▶ Texte affiché
• • • •

Si Mujer a été fondée en 1984 et j’en suis la directrice depuis 12 ans. J’ai toujours été proche de Si Mujer, car ma mère en était la fondatrice et j’étais bénévole ici quand j’étais adolescente.
Ma mère, María Ladi Londoño, a fondé Si mujer avec un groupe de personnes. Psychologue, sexologue et féministe, elle a constaté que les femmes n’avaient pas accès aux soins dont elles avaient besoin lorsqu’elles étaient confrontées à des problèmes de santé sexuelle ou reproductive ou à des violences sexuelles. Qu’il s’agisse de l’accès à la contraception ou du traitement d’un avortement incomplet, de nombreuses femmes ont été maltraitées par les médecins, qui étaient pour la plupart des hommes et avaient une manière très patriarcale de fournir des services de santé.
Si Mujer est une organisation féministe et a été fondée pour que les femmes puissent accéder à des soins de santé sexuelle et reproductive complets dans une perspective féministe.
Si Mujer était une organisation pionnière lors de sa création et nous restons la seule clinique féministe de Colombie. Nous avons été les premiers à offrir des services complets aux femmes ayant survécu à des violences sexuelles dans la région du sud-ouest de la Colombie. Notre travail sur la santé et les droits sexuels et reproductifs, les questions de genre et le traitement de l’avortement incomplet nous ont valu d’être attaqués pendant un certain temps. Dans les années 1990, notre siège a été perquisitionné à plusieurs reprises parce que certaines personnes n’étaient pas d’accord avec ce que nous faisions. Évidemment, ces raids n’avaient aucune conséquence juridique, car nous ne faisions rien de mal, mais c’était une façon d’essayer d’effrayer notre personnel et de faire pression sur nous pour que nous fermions Le contexte en Colombie a beaucoup changé, mais la lutte a été très difficile pendant de nombreuses années.
En tant qu’organisation féministe, nous avons un modèle de service où les femmes sont au centre.

• • • •

▶ Informations affichées
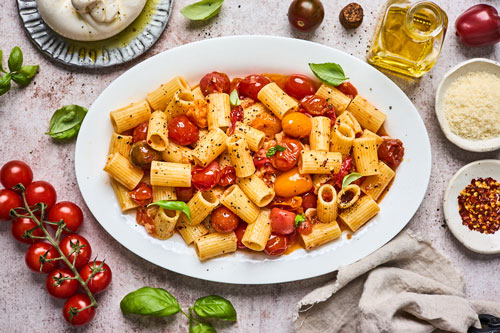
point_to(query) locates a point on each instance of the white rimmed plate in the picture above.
(271, 55)
(473, 240)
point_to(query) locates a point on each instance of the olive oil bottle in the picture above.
(409, 37)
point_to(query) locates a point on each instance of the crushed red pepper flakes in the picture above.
(479, 205)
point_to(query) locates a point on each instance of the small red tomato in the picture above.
(8, 200)
(37, 254)
(251, 85)
(20, 228)
(76, 245)
(282, 221)
(100, 280)
(182, 131)
(15, 172)
(41, 191)
(75, 303)
(57, 286)
(67, 211)
(276, 245)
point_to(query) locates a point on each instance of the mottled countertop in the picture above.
(25, 114)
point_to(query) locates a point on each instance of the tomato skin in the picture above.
(37, 250)
(63, 289)
(282, 221)
(182, 131)
(69, 212)
(215, 82)
(251, 85)
(41, 191)
(82, 256)
(101, 280)
(276, 245)
(22, 224)
(299, 86)
(79, 301)
(15, 172)
(8, 200)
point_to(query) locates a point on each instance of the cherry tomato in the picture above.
(223, 220)
(182, 131)
(215, 82)
(67, 211)
(276, 245)
(82, 255)
(251, 85)
(99, 281)
(21, 225)
(142, 194)
(306, 15)
(61, 288)
(203, 179)
(282, 221)
(8, 200)
(15, 172)
(75, 303)
(140, 132)
(299, 86)
(41, 191)
(38, 253)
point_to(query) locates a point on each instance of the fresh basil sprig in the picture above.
(173, 205)
(66, 122)
(202, 10)
(329, 72)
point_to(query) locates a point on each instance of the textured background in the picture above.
(25, 114)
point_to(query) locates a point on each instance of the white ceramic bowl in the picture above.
(473, 240)
(472, 65)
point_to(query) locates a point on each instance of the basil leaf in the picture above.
(147, 301)
(66, 122)
(329, 73)
(352, 177)
(234, 99)
(202, 10)
(173, 205)
(15, 59)
(214, 307)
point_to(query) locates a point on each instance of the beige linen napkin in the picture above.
(405, 286)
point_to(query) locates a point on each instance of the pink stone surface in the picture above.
(25, 114)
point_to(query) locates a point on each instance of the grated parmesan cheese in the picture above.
(472, 106)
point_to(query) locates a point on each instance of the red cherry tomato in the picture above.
(67, 211)
(15, 172)
(99, 281)
(75, 303)
(182, 131)
(215, 82)
(38, 253)
(140, 132)
(8, 200)
(82, 254)
(251, 85)
(41, 191)
(223, 220)
(276, 245)
(282, 221)
(142, 194)
(299, 86)
(203, 179)
(21, 225)
(61, 288)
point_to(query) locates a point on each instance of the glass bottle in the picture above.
(409, 37)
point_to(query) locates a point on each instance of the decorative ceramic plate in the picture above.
(136, 39)
(265, 55)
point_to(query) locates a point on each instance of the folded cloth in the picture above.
(405, 286)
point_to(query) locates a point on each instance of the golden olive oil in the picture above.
(409, 38)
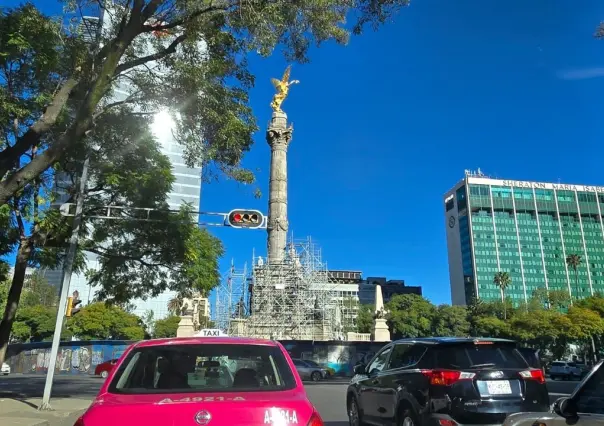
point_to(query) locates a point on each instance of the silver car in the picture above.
(585, 407)
(308, 371)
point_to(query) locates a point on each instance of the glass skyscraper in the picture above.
(526, 229)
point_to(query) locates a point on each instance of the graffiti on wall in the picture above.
(73, 357)
(83, 357)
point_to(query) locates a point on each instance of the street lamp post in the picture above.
(67, 269)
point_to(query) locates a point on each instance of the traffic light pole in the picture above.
(67, 269)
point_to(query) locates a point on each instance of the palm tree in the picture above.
(502, 280)
(574, 261)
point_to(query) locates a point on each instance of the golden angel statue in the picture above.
(282, 87)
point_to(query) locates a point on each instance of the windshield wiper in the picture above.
(488, 364)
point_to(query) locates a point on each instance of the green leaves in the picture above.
(533, 325)
(101, 321)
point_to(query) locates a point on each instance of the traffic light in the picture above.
(245, 219)
(72, 304)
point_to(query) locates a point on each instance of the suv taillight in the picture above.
(315, 420)
(447, 377)
(533, 375)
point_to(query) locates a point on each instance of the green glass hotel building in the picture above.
(526, 229)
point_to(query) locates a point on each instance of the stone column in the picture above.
(380, 333)
(278, 137)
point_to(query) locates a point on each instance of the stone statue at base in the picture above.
(189, 317)
(380, 333)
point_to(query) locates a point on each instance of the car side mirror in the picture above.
(359, 369)
(565, 407)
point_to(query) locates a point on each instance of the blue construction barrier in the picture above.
(82, 357)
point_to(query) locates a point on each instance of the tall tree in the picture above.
(503, 281)
(451, 321)
(102, 321)
(37, 291)
(138, 257)
(574, 261)
(411, 315)
(170, 50)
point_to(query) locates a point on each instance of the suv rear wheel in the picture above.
(354, 413)
(408, 418)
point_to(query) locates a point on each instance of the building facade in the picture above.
(389, 289)
(527, 229)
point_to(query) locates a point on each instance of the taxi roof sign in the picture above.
(211, 332)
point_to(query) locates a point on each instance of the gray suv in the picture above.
(585, 407)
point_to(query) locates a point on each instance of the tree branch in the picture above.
(126, 257)
(214, 7)
(10, 155)
(154, 57)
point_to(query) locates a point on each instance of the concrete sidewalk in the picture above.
(24, 412)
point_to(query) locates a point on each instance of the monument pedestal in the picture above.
(238, 327)
(381, 333)
(185, 326)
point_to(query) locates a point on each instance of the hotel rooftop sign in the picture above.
(535, 185)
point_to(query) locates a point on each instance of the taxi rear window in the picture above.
(203, 368)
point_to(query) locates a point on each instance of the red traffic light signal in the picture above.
(245, 219)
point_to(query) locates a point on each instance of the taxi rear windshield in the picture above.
(203, 368)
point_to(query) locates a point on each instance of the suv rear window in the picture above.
(203, 368)
(467, 356)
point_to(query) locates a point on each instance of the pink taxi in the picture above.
(198, 381)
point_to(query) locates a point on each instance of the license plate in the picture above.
(499, 387)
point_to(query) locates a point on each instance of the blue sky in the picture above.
(385, 126)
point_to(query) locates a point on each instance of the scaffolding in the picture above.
(295, 299)
(231, 298)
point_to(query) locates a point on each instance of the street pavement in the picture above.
(20, 395)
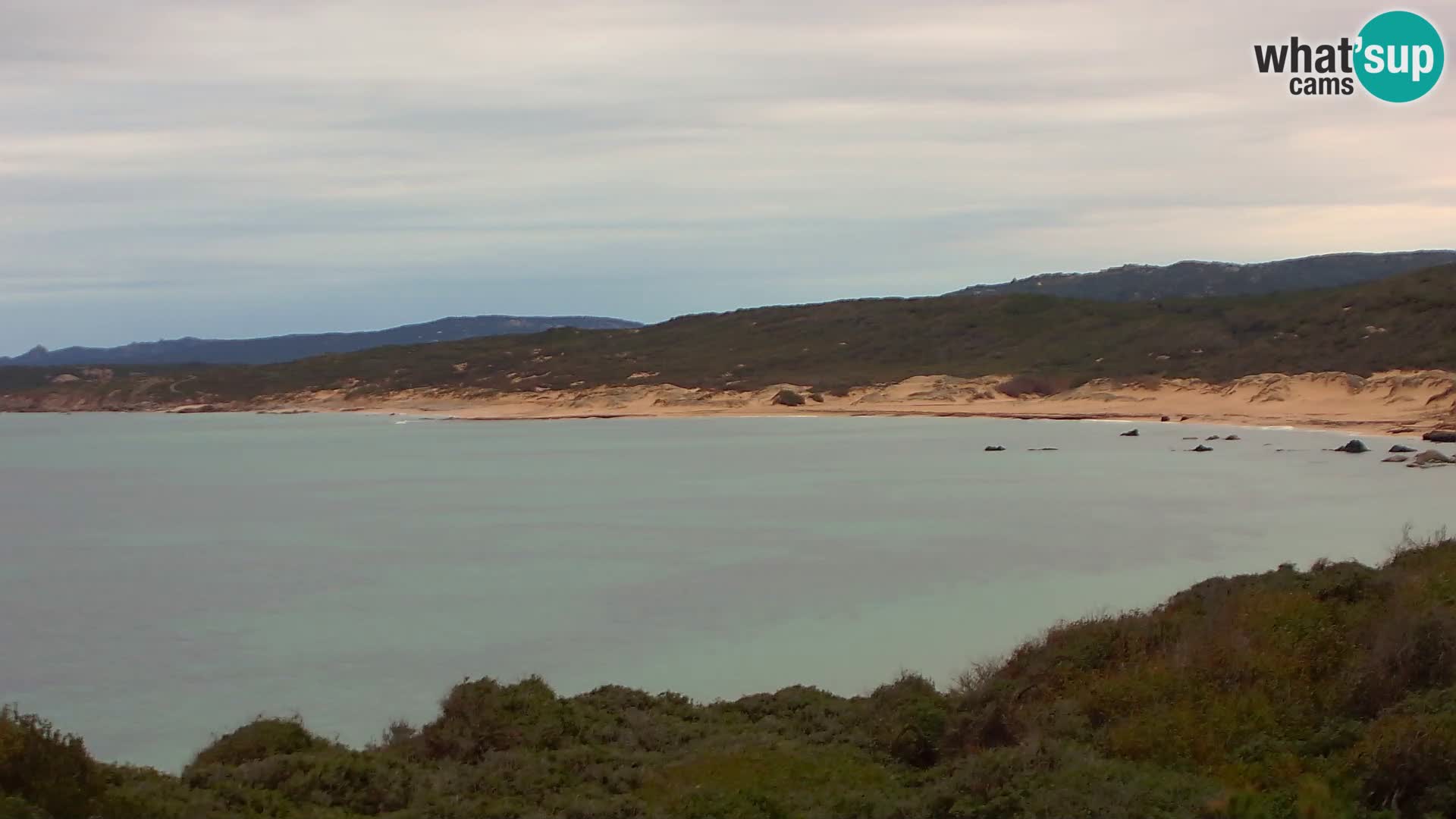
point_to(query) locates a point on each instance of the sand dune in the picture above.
(1419, 400)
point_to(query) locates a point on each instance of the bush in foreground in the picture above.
(1310, 694)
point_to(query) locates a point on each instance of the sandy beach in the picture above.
(1394, 403)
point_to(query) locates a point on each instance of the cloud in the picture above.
(239, 168)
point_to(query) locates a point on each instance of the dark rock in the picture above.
(1432, 458)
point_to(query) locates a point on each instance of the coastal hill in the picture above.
(1401, 322)
(1188, 279)
(1397, 322)
(1324, 694)
(291, 347)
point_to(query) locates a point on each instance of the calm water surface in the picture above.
(165, 577)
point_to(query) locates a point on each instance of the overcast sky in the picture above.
(232, 168)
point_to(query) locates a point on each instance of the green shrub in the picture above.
(44, 770)
(259, 739)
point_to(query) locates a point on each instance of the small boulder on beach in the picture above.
(1432, 458)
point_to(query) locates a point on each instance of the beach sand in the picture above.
(1400, 403)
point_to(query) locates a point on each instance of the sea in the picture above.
(166, 577)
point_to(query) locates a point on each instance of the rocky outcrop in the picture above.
(1432, 458)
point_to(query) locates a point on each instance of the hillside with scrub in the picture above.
(1320, 694)
(1398, 322)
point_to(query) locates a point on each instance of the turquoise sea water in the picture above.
(165, 577)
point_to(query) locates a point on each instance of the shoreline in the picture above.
(1391, 404)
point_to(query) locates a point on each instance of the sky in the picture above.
(237, 168)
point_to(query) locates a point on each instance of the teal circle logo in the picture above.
(1400, 55)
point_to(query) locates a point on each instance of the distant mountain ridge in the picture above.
(278, 349)
(1199, 279)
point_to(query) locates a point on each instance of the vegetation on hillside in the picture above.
(1395, 322)
(1194, 279)
(1329, 692)
(299, 346)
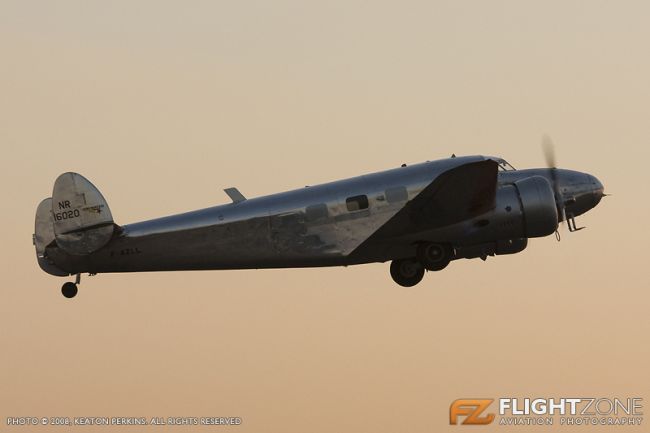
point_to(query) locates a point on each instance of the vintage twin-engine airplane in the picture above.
(420, 217)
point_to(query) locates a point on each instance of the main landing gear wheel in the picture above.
(406, 272)
(69, 289)
(434, 257)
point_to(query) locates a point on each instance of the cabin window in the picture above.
(316, 212)
(396, 194)
(358, 202)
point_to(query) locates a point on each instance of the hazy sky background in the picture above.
(164, 104)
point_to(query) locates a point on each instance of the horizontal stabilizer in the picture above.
(82, 219)
(234, 195)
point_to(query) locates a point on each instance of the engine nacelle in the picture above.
(538, 206)
(524, 209)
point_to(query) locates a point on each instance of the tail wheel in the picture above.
(406, 272)
(433, 256)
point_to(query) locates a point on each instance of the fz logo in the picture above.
(471, 409)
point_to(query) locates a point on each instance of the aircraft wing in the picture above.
(458, 194)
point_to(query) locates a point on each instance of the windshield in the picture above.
(504, 165)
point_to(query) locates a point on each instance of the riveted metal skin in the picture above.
(461, 201)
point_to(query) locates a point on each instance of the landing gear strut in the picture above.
(69, 289)
(434, 257)
(406, 272)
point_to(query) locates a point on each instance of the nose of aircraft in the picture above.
(581, 192)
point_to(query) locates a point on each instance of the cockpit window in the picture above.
(504, 165)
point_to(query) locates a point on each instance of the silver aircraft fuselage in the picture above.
(331, 224)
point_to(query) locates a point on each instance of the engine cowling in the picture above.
(538, 206)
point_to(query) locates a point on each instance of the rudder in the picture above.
(81, 217)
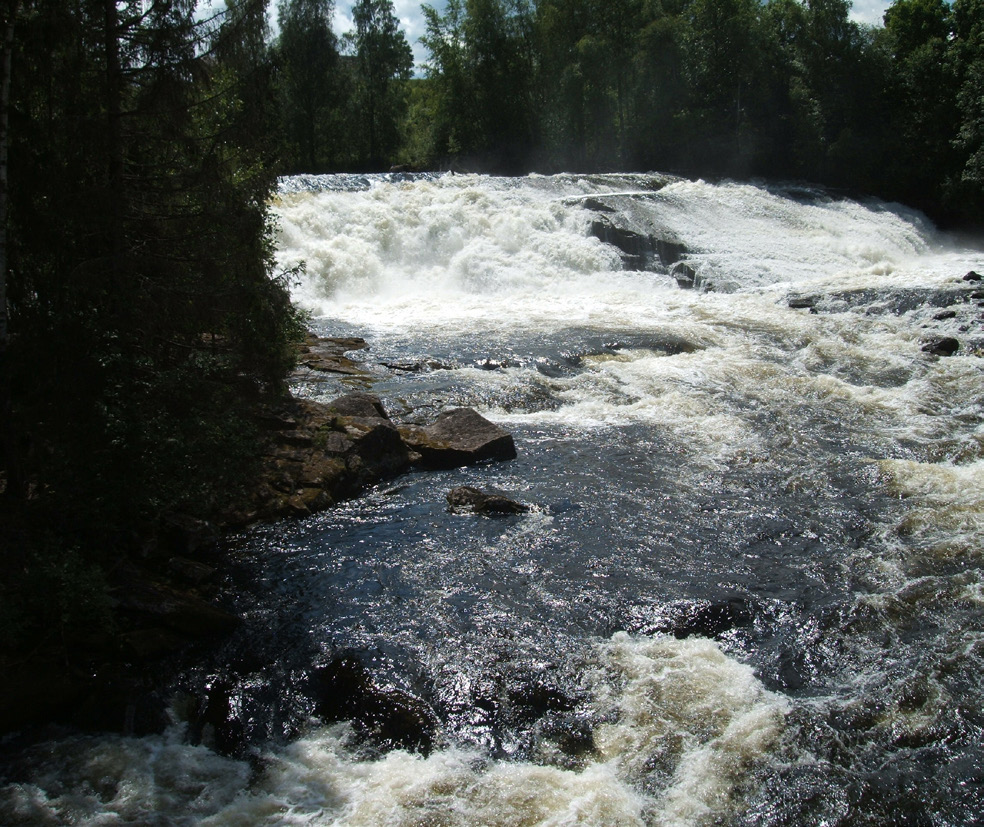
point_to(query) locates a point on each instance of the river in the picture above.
(749, 589)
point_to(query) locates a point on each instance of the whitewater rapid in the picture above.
(750, 587)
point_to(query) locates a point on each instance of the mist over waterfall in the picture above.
(749, 585)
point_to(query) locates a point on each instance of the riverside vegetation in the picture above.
(145, 333)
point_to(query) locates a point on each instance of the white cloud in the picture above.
(409, 14)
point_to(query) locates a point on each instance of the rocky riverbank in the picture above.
(167, 603)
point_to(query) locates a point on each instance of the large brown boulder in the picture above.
(467, 499)
(461, 436)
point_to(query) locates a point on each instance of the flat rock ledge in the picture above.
(459, 437)
(318, 454)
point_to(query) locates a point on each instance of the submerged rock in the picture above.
(685, 275)
(944, 346)
(461, 436)
(468, 499)
(344, 690)
(639, 251)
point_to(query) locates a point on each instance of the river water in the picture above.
(749, 589)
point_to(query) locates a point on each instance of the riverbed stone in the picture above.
(943, 346)
(345, 690)
(467, 499)
(458, 437)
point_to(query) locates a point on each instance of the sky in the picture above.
(412, 21)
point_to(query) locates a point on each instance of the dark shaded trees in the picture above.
(384, 62)
(311, 86)
(145, 321)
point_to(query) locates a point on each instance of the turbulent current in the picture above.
(749, 589)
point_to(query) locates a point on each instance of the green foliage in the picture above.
(310, 83)
(384, 61)
(146, 323)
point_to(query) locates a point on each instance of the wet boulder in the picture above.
(360, 405)
(466, 499)
(458, 437)
(685, 275)
(639, 251)
(344, 690)
(943, 346)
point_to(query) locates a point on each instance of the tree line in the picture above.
(142, 320)
(777, 89)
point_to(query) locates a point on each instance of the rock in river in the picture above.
(465, 499)
(461, 436)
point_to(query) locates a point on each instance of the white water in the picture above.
(681, 703)
(632, 398)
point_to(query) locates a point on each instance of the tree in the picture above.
(307, 57)
(145, 319)
(384, 61)
(926, 118)
(967, 185)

• • • •

▶ Consigne 1
Répondez à ces questions à partir du texte sur Si Mujer :
(a) En quelle année Si Mujer a-t-elle été fondée ?
(b) Par quels trois termes María Ladi Londoño est-elle présentée ?
(c) Qu'est-il arrivé au siège de Si Mujer dans les années 1990 ?
▶ Consigne 2
Poursuivez le texte sur Si Mujer à la suite de sa dernière phrase.

▶ Résultat de l'exercice 1
(a) En 1984.
(b) Psychologue, sexologue et féministe.
(c) Il a été perquisitionné à plusieurs reprises.

▶ Résultat de l'exercice 2
Par exemple, nous donnons aux femmes la possibilité de choisir la méthode d’interruption de grossesse qu’elles souhaitent, contrairement à d’autres endroits où elles ne peuvent pas choisir entre un avortement médical et un avortement chirurgical. Dans d’autres endroits, les agents de santé prescrivent des avortements médicamenteux jusqu’à neuf semaines, car c’est plus facile pour eux. Ils ne tiennent pas compte de ce que la femme veut ou a besoin. Il en va de même pour la fourniture de contraceptifs ; dans de nombreux endroits, on ne fournit que des implants parce qu’ils durent plusieurs années et sont moins chers, et nous aidons les femmes à décider du type de contraception qu’elles souhaitent en fonction de leurs besoins. Cela ne devrait pas être féministe, cela devrait être la façon dont les soins de santé sont fournis, mais malheureusement ce n’est pas le cas.
Une partie de ce qui rend notre clinique féministe, ce sont les petits détails. Nous avons des fauteuils de massage que les femmes peuvent utiliser lorsqu’elles attendent et après une intervention. Nous leur donnons également des mandalas à colorier et leur offrons des boissons chaudes et des biscuits. Beaucoup de gens nous disent que Si Mujer ne ressemble pas à une clinique, car nous avons des affiches, des œuvres d’art, des plantes et des sculptures. Nous aimons que notre lieu soit accueillant, un lieu où les femmes et les jeunes peuvent se sentir en sécurité et compris.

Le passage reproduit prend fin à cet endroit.